What you will do:
Rewrite the stretch from "4  What are" through "needed per user)." in the passage on machine learning with quantified self data, putting "recommendations" in place of "suggestions".

Text for analysis:
3  What is the current state of the art?

Activity recognition is definitely the prime example when it comes to machine learning on quantified self data. Ample examples have been reported (e.g. [3], [4]), and lots of datasets have been made available to benchmark new approaches. Most emphasis has gone into the identification of useful features based on sequences of measurements, including features from the time-and frequency domain. In the time domain, features summarize the measured values over a certain historical window while in the frequency domain one tries to distill features on the assumption that certain sensory values contain some periodicity (e.g. walking results in periodic accelerometer measurements at a frequency around 1Hz). Reported accuracies are as high as 98% (cf. [4]).

Recently, also some work (see e.g. [5]) is seen in machine learning that tailor interventions using reinforcement learning: how can we support the user better towards his/her goals? Here, learning quickly from only a few data points is also key to avoid the disengagement of the user.

4  What are the research challenges?

There are still many opportunities for research, here are a few we consider to be of importance:

1. personalize applications: often, the current research focus is on prediction that are rarely used to inform decisions. In future, the focus should shift towards learning how to best support the user based on the data we collect and the feedback we obtain from the user. We should to this safely (i.e. not provide harmful suggestions) and efficiently (with limited experiences needed per user).

Available data:
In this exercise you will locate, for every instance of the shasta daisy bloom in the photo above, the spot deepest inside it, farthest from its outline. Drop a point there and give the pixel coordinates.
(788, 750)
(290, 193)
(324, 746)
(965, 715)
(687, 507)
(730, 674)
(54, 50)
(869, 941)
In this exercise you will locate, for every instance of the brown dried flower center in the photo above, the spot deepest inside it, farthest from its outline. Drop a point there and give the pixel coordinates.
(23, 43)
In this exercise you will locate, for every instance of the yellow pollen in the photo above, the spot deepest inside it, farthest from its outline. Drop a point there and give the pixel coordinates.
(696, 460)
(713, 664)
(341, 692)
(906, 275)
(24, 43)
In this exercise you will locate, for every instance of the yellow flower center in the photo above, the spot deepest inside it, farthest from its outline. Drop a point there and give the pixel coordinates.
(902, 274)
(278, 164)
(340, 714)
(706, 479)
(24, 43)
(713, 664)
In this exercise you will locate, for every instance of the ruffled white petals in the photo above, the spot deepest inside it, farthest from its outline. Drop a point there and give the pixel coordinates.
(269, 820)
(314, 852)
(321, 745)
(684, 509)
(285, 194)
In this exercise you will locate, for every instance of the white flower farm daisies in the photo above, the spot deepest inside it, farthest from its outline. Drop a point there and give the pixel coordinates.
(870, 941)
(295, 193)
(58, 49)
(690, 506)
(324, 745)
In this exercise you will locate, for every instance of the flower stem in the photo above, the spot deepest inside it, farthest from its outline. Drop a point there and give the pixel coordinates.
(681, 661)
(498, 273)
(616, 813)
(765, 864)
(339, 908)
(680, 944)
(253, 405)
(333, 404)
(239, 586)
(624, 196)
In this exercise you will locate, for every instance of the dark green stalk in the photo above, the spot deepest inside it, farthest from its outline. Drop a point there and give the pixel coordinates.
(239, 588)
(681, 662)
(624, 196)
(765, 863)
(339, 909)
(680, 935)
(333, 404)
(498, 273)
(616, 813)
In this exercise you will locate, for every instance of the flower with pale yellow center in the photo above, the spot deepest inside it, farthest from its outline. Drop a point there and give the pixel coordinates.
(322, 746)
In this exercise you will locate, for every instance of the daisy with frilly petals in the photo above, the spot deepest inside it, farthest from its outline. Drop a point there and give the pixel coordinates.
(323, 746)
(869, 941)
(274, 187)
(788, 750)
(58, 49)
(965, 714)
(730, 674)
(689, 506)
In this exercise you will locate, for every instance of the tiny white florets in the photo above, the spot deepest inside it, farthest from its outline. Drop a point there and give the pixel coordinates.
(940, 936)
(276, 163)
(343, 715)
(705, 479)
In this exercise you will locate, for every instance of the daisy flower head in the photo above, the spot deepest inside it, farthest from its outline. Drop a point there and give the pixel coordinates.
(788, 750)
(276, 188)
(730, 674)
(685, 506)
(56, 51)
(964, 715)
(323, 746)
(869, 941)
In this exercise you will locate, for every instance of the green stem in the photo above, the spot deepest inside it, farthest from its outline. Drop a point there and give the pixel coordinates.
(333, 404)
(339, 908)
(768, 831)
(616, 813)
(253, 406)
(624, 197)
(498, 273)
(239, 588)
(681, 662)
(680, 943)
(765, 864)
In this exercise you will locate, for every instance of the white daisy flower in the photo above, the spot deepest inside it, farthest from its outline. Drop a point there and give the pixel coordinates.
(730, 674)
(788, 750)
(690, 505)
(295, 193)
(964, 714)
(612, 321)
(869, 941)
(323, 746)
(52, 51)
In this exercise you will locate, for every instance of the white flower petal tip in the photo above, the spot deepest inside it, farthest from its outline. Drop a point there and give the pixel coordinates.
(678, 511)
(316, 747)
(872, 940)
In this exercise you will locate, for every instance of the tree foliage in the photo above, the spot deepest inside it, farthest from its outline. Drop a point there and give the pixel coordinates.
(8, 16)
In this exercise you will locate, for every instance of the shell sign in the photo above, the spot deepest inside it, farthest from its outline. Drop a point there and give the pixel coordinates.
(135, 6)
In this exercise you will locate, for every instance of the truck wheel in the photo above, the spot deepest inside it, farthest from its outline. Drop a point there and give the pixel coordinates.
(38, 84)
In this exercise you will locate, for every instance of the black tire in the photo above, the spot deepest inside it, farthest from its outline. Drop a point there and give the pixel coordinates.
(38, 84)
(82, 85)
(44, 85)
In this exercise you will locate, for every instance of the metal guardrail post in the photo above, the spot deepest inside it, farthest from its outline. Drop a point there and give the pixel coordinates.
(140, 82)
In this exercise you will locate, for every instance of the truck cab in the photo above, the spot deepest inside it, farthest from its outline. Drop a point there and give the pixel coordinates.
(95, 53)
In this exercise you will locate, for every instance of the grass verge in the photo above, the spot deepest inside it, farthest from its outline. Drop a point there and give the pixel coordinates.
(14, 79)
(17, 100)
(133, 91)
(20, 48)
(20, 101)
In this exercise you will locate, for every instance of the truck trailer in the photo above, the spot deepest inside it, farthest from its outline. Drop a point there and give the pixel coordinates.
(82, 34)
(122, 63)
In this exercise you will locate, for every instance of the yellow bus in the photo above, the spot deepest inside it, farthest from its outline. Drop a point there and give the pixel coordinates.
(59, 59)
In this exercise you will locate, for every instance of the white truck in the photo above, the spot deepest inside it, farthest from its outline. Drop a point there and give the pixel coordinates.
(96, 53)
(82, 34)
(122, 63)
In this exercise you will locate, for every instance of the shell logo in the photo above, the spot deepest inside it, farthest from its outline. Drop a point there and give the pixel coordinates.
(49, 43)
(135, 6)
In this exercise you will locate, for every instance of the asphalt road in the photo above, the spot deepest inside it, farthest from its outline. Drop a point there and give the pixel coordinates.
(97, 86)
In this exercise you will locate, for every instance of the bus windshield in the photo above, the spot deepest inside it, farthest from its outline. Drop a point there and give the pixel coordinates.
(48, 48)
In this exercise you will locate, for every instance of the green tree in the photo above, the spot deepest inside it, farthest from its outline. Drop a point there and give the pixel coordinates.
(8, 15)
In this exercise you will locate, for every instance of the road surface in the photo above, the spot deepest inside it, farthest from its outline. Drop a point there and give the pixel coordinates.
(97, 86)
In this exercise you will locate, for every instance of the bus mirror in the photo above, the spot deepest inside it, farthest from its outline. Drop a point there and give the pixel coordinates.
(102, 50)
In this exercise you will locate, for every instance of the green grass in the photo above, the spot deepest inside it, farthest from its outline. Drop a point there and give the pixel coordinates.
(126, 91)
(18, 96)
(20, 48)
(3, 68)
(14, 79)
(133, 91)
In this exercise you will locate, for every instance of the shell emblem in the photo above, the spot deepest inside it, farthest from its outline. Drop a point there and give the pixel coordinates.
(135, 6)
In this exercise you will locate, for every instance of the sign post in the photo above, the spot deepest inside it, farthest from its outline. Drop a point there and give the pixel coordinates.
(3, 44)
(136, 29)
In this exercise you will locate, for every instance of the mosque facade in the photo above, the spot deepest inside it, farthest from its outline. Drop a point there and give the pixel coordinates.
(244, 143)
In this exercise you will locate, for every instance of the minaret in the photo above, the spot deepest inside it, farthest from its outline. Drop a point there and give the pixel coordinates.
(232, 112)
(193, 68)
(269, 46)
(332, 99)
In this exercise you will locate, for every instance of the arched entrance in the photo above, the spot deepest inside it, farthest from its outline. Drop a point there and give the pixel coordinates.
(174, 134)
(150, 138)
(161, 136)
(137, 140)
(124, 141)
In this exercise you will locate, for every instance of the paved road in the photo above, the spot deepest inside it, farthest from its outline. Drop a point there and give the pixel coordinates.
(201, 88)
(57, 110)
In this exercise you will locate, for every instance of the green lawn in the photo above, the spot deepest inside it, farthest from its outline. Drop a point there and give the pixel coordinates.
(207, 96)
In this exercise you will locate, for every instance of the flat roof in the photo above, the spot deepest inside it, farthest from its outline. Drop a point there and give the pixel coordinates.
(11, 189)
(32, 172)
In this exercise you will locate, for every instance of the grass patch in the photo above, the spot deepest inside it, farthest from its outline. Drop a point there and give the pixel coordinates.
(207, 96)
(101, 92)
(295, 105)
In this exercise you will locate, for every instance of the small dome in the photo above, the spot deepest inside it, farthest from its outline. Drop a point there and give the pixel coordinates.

Written response:
4  What are the research challenges?

There are still many opportunities for research, here are a few we consider to be of importance:

1. personalize applications: often, the current research focus is on prediction that are rarely used to inform decisions. In future, the focus should shift towards learning how to best support the user based on the data we collect and the feedback we obtain from the user. We should to this safely (i.e. not provide harmful recommendations) and efficiently (with limited experiences needed per user).